======== Data provided ========

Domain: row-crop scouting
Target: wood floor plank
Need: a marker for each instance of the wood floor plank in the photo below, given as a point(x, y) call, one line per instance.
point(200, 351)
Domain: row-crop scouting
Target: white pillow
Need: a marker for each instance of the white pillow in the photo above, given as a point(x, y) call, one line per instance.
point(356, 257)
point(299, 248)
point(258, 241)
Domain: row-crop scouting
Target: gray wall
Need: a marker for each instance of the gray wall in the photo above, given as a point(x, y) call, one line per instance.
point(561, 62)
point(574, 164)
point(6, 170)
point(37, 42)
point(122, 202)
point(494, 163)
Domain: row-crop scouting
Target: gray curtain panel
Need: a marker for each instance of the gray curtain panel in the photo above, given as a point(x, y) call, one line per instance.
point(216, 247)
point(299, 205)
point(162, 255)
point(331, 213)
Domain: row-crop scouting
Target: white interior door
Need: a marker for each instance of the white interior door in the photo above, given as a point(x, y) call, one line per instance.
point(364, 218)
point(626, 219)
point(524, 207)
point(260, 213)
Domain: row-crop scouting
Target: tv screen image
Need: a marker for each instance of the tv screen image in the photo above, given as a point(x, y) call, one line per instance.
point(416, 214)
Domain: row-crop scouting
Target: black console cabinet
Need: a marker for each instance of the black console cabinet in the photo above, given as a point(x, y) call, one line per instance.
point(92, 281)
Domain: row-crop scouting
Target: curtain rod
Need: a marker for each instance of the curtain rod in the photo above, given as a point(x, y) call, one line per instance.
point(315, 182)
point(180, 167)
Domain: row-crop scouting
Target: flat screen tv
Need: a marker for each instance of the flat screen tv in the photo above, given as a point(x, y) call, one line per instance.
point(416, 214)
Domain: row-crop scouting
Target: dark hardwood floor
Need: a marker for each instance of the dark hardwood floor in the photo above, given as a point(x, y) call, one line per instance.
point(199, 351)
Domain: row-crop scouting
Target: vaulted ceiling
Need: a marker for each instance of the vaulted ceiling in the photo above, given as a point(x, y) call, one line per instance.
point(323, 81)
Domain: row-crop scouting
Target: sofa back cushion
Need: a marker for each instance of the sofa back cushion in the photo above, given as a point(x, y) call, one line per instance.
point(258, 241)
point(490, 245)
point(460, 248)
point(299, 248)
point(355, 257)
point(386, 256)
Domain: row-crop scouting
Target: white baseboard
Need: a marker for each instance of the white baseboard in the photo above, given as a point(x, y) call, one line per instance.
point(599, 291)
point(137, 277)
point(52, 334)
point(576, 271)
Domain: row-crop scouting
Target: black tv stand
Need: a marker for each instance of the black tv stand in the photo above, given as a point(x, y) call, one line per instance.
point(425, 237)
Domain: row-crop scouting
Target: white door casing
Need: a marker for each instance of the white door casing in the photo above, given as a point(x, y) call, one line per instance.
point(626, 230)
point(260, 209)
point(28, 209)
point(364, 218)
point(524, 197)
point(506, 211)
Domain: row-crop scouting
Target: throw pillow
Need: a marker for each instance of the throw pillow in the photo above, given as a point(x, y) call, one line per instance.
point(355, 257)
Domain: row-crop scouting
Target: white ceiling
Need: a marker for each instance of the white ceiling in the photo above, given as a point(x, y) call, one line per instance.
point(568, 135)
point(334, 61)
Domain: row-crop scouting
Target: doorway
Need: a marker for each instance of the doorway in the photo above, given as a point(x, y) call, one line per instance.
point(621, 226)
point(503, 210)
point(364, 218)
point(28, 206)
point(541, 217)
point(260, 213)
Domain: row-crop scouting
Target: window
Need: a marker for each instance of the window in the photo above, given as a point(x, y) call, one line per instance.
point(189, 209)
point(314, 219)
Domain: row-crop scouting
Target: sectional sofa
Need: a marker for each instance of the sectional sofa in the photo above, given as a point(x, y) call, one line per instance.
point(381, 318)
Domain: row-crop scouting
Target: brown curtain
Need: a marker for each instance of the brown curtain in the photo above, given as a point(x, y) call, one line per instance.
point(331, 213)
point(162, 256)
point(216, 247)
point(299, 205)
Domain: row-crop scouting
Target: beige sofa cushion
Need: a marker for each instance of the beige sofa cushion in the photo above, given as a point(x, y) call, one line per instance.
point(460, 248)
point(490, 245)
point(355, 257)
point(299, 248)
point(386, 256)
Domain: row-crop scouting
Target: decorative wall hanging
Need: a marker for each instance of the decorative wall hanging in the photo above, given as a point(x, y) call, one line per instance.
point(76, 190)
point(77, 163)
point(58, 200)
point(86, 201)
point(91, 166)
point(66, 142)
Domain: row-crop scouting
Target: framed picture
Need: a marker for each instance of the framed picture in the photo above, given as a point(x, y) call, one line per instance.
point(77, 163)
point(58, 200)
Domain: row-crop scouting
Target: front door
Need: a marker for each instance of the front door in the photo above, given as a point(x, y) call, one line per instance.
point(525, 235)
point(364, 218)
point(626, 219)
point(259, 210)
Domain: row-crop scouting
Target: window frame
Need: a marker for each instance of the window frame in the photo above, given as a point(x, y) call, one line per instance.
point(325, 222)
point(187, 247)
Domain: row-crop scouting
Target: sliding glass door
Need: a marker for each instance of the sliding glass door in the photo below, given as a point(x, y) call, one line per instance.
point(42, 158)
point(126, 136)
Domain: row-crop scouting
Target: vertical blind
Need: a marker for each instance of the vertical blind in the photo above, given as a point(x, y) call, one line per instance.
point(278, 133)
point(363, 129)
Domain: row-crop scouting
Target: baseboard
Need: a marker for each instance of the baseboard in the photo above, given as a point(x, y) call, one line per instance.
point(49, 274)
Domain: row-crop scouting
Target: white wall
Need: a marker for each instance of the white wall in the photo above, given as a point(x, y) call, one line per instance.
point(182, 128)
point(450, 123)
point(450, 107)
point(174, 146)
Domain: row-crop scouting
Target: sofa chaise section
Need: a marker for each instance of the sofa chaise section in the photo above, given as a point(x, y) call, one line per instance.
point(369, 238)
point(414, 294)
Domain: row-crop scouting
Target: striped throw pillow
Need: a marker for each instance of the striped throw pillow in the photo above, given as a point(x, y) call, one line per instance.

========

* **Work instructions**: Print the lines of the stored data from the start through the line containing "point(200, 351)", including that line.

* **Solution to this task**:
Domain: row-crop scouting
Target: wood floor plank
Need: a marker for each instance of the wood floor plank in the photo below, given as a point(x, y) call, one line per instance.
point(200, 351)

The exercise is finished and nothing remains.